[Point-per-instance localization data]
------------------------------------------------

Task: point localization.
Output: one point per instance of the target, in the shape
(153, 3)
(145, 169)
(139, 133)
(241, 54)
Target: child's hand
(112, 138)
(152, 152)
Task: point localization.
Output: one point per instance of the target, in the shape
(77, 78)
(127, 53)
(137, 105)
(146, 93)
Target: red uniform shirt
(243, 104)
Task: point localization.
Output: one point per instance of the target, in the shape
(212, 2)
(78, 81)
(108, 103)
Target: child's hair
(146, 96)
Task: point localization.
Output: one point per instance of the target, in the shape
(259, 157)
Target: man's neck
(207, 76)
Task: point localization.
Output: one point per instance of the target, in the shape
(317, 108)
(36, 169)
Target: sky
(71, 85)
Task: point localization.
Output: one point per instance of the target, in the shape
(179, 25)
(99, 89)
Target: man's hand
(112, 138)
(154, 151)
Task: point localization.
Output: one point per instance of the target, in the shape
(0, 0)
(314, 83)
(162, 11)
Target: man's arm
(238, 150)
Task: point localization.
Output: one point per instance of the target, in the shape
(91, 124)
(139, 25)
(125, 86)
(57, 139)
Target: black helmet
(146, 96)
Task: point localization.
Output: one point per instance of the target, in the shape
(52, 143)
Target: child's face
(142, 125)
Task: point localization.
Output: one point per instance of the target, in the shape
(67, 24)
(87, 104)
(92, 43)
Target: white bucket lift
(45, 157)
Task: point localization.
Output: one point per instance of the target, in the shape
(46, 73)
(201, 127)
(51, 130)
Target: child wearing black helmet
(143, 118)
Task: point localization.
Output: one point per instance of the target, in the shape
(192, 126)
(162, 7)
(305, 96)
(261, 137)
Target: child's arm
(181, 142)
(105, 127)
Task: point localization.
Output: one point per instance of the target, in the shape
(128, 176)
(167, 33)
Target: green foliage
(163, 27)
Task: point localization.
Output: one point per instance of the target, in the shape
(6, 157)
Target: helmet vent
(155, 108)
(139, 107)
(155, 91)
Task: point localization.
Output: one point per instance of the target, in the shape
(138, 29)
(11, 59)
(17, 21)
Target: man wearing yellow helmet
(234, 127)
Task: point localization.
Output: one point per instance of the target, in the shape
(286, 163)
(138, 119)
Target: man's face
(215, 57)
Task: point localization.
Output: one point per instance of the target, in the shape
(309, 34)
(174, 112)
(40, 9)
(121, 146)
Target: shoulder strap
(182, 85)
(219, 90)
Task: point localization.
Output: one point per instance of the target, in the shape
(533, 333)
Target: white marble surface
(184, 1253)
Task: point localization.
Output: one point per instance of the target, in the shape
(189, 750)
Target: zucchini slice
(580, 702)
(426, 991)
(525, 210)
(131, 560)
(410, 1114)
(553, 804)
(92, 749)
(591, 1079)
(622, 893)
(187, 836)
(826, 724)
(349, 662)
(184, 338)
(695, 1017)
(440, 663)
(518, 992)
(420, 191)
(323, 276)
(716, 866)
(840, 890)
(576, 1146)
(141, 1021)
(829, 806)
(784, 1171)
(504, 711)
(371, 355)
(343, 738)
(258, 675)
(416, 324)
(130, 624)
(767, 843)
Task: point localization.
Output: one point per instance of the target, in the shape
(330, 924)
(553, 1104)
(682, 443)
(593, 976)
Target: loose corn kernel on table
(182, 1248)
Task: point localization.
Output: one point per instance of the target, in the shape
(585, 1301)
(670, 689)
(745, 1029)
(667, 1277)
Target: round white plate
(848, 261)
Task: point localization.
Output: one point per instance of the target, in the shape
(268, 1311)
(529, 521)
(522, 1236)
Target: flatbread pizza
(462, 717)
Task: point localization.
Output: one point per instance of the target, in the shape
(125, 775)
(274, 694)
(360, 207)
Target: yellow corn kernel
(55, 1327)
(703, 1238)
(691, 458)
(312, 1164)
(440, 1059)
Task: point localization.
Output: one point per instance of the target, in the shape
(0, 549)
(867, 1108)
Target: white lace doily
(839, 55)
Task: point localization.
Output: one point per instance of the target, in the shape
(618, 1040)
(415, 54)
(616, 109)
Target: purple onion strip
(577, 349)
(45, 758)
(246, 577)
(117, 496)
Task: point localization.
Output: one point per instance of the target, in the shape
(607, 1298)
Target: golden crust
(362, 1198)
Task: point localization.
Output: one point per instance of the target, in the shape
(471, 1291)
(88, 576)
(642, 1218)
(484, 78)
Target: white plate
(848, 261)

------------------------------------------------

Reproduce the records above exactly.

Task: point localization.
Output: one point per instance of the target, in the shape
(153, 3)
(145, 169)
(139, 133)
(241, 54)
Target: child's hand
(112, 138)
(152, 152)
Task: point localization.
Output: one point per instance of the target, in the shape
(77, 78)
(127, 53)
(137, 105)
(146, 93)
Target: red uniform shirt
(243, 104)
Task: point localization.
Output: one point per instance of the target, in the shape
(212, 2)
(78, 81)
(108, 103)
Target: child's hair
(146, 96)
Task: point localization.
Output: one point per instance of the target, in the shape
(259, 157)
Target: man's neck
(207, 76)
Task: point localization.
Output: one point per instance of the target, in the shape
(317, 108)
(36, 169)
Target: sky
(71, 85)
Task: point localization.
Output: one point per instance of the target, in the shape
(179, 25)
(99, 89)
Target: man's hand
(112, 138)
(154, 151)
Task: point localization.
Output: one point per instance of the target, in the shape
(0, 0)
(314, 83)
(162, 11)
Target: man's arm
(238, 150)
Task: point localization.
Output: one point per instance of the target, in the shape
(91, 124)
(139, 25)
(125, 86)
(57, 139)
Target: black helmet
(146, 96)
Task: point localization.
Output: one point per instance of the target, in the shape
(52, 143)
Target: child's face
(142, 125)
Task: point localization.
Output: one point per instance of the target, in the shape
(67, 24)
(87, 104)
(92, 43)
Target: white bucket lift
(45, 157)
Task: point localization.
Output: one point per instance of the target, in the shape
(46, 73)
(201, 127)
(51, 130)
Target: child wearing black helmet
(143, 118)
Task: point localization.
Output: one point per instance of the target, in the shape
(192, 126)
(162, 7)
(305, 96)
(261, 137)
Target: child's arm
(181, 142)
(105, 127)
Task: point localization.
Output: one point per instance of the target, in the shape
(128, 176)
(167, 33)
Target: green foliage
(163, 27)
Task: point localization.
Output: one point per instance of the target, in the shape
(6, 157)
Target: helmet vent
(155, 108)
(139, 107)
(155, 91)
Task: point localization.
Output: one point per instance of the target, in the shape
(138, 29)
(11, 59)
(17, 21)
Target: man wearing yellow helmet
(234, 127)
Task: point localization.
Output: one point per instance of the target, in the shape
(286, 163)
(138, 119)
Target: man's face
(215, 57)
Task: point localization.
Output: one point per instance of the target, in the shape
(309, 34)
(174, 112)
(40, 9)
(121, 146)
Target: shoulder strap
(182, 85)
(219, 90)
Task: point localization.
Output: one point per instance of the target, in the shape
(533, 333)
Target: white marble surface
(184, 1253)
Task: point localization.
Output: one point per instance of the target, in the shape
(189, 750)
Target: zucchini slice
(580, 702)
(426, 991)
(525, 210)
(131, 560)
(410, 1114)
(553, 804)
(92, 749)
(591, 1079)
(622, 893)
(187, 836)
(826, 724)
(349, 662)
(184, 338)
(695, 1017)
(440, 663)
(518, 992)
(420, 191)
(323, 276)
(716, 866)
(840, 890)
(576, 1146)
(141, 1021)
(829, 806)
(784, 1171)
(504, 711)
(371, 355)
(343, 738)
(258, 675)
(416, 324)
(130, 624)
(767, 843)
Task: point localization.
Output: one point per instance of the target, in the shape
(330, 924)
(553, 1104)
(682, 443)
(593, 976)
Target: loose corn kernel on table
(182, 1248)
Task: point localization.
Output: one point per instance of the target, in the shape
(585, 1301)
(670, 689)
(745, 1029)
(667, 1277)
Target: round white plate
(848, 261)
Task: point localization.
Output: one point per instance of the target, in the shape
(268, 1311)
(529, 521)
(522, 1236)
Target: flatbread pizza
(462, 717)
Task: point localization.
Output: one point per instance of the target, in the shape
(125, 775)
(274, 694)
(360, 207)
Target: yellow corn kernel
(55, 1327)
(703, 1238)
(691, 458)
(312, 1164)
(440, 1059)
Task: point localization.
Output: one point per instance of the target, in the shape
(0, 549)
(867, 1108)
Target: white lace doily
(839, 55)
Task: point localization.
Output: one point per instance of the target, in the shape
(618, 1040)
(415, 54)
(616, 109)
Target: purple onion strip
(577, 349)
(45, 758)
(246, 577)
(117, 496)
Task: point localization.
Output: one point per instance of the target, in the shape
(607, 1298)
Target: golden crust
(362, 1198)
Task: point localization.
Output: one point per instance of the target, in the shape
(471, 1291)
(88, 576)
(642, 1218)
(484, 78)
Target: white plate
(848, 261)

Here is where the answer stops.